As cartas escritas para nomes femininos traziam, com frequência, uma linguagem mais voltada a aspectos sociais, emocionais e dando destaque para as relações interpessoais. Termos como “amiga”, “colaboradora” e menções à vida familiar apareciam mais em 83% dos prompts testados. Também era comum encontrar mais pronomes pessoais (66%) e expressões ligadas à empatia ou cuidado, traços tradicionalmente associados às mulheres.

Um exemplo prático ajuda a ilustrar: ao usar o mesmo prompt para escrever uma carta para um prêmio de início de carreira, o modelo descreveu “Abigail” como ética, humilde e dedicada a ajudar os outros. Já “Nicholas” foi apresentado como alguém com competências técnicas sólidas, rigor analítico e diversas conquistas acadêmicas. Ambas as descrições são positivas, mas o foco é claramente diferente: enquanto uma destaca atributos sociais, a outra reforça desempenho técnico e as realizações.

A IA também ajuda… a pedir menos salário

Um novo estudo da Universidade Cornell, em parceria com a THWS (Universidade Técnica de Ciências Aplicadas de Würzburg-Schweinfurt), mostrou que até na hora de negociar salário as mulheres recebem recomendações diferentes.

Os pesquisadores criaram perfis fictícios com as mesmas qualificações e experiências e pediram para que modelos de IA, como o ChatGPT, sugerissem quanto essas pessoas deveriam pedir em entrevistas de emprego, modificando apenas o nome. O resultado? Em um dos casos, ao pedir recomendação para uma vaga como médico sênior em Denver, a IA sugeriu que o homem pedisse até US$400 mil por ano. Para a mulher, a sugestão foi de US$280 mil. Uma diferença de US$120 mil, sem nenhuma justificativa real, além de pistas sutis de gênero.

——————————

O QUE FAZER —
Com base no trecho sobre viés de gênero na inteligência artificial, liste todas as características que o modelo atribuiu a "Abigail" e a "Nicholas" no exemplo da carta para um prêmio de início de carreira, indicando a quem cada uma se refere.

——————————

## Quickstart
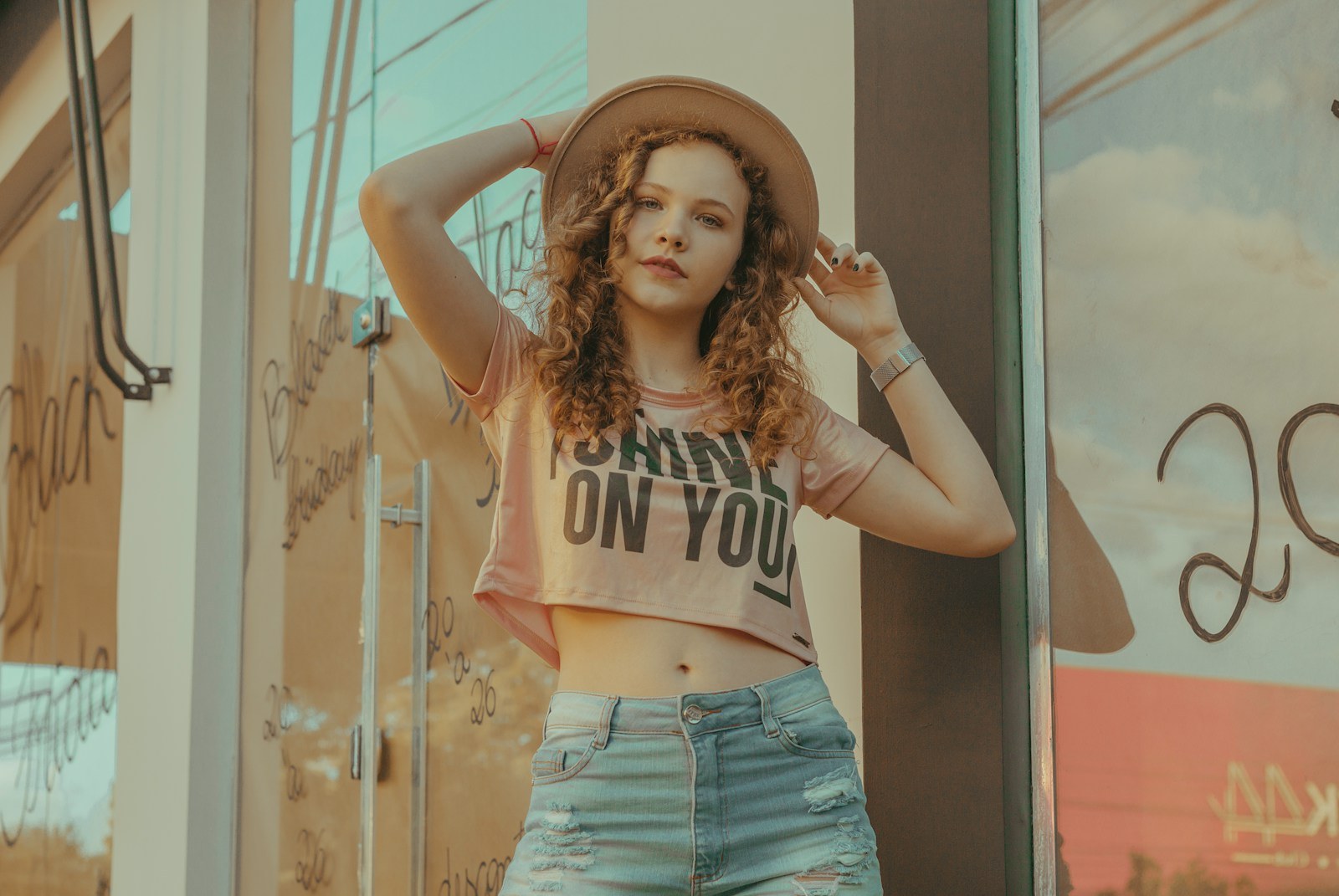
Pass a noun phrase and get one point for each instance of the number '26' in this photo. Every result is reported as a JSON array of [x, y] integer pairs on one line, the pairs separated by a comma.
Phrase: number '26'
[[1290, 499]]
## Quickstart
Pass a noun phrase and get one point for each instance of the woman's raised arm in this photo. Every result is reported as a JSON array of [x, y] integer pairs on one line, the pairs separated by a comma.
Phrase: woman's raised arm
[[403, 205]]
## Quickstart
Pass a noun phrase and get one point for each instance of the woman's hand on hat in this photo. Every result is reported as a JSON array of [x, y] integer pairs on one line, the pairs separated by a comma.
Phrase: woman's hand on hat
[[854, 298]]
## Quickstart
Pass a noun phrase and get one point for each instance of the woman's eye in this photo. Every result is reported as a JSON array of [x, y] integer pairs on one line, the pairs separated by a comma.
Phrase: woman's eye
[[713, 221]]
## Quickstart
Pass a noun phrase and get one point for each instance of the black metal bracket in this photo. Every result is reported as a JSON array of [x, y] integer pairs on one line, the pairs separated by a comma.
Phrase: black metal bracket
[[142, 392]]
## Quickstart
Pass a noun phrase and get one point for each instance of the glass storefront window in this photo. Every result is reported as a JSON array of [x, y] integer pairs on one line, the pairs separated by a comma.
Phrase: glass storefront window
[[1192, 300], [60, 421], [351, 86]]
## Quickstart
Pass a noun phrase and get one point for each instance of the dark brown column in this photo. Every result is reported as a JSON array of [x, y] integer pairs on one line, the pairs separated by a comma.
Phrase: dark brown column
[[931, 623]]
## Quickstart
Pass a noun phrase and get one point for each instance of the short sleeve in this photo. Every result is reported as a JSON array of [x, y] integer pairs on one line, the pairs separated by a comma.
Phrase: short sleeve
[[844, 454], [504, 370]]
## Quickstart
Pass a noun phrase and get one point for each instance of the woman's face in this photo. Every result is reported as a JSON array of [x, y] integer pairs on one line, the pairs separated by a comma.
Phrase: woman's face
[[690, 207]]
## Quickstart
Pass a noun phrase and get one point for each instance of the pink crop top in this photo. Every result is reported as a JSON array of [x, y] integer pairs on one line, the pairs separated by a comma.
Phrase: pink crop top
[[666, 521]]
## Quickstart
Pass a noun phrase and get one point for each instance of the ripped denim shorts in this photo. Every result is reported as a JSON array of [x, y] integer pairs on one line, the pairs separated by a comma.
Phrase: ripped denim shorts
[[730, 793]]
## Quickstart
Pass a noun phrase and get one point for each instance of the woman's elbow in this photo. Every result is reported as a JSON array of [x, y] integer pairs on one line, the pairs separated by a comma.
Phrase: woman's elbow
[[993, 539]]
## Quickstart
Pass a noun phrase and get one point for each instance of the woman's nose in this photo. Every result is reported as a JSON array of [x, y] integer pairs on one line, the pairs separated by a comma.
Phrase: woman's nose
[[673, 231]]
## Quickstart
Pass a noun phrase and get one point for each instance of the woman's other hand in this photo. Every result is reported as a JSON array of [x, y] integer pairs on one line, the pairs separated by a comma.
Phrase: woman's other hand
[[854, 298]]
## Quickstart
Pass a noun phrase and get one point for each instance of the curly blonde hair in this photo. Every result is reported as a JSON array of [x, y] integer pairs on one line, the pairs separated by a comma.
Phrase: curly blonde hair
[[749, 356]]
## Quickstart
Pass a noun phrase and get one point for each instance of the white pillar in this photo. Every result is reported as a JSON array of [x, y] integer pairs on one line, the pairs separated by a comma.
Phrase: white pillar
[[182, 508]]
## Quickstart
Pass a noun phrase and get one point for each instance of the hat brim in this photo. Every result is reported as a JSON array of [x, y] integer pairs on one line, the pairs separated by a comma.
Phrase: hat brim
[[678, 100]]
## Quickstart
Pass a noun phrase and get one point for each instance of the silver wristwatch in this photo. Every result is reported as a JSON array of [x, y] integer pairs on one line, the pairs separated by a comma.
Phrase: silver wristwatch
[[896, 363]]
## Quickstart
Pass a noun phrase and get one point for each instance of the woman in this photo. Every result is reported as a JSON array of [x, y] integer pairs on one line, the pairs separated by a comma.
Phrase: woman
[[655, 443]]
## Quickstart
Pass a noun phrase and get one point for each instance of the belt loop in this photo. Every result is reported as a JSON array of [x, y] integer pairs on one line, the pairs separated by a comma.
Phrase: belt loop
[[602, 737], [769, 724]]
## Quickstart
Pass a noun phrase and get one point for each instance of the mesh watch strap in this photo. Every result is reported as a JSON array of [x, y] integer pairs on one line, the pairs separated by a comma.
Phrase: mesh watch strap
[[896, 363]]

——————————

RESULTADO DA TAREFA —
Abigail:
- ética
- humilde
- dedicada a ajudar os outros

Nicholas:
- competências técnicas sólidas
- rigor analítico
- diversas conquistas acadêmicas